§ **待解问题**:
能否把下面的全部数据逐行改写成编号列表，略去空行，并在答案中去掉图片？

§ **任务输入**:
::::
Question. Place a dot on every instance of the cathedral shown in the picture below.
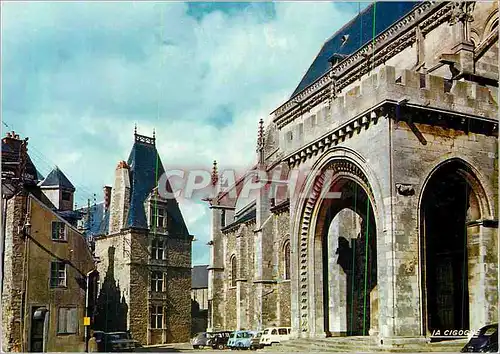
(144, 251)
(397, 114)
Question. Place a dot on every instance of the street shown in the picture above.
(178, 348)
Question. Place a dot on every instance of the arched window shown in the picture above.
::::
§ **练习结果**:
1. Question. Place a dot on every instance of the cathedral shown in the picture below.
2. (144, 251)
3. (397, 114)
4. Question. Place a dot on every instance of the street shown in the picture above.
5. (178, 348)
6. Question. Place a dot on every instance of the arched window shown in the picture above.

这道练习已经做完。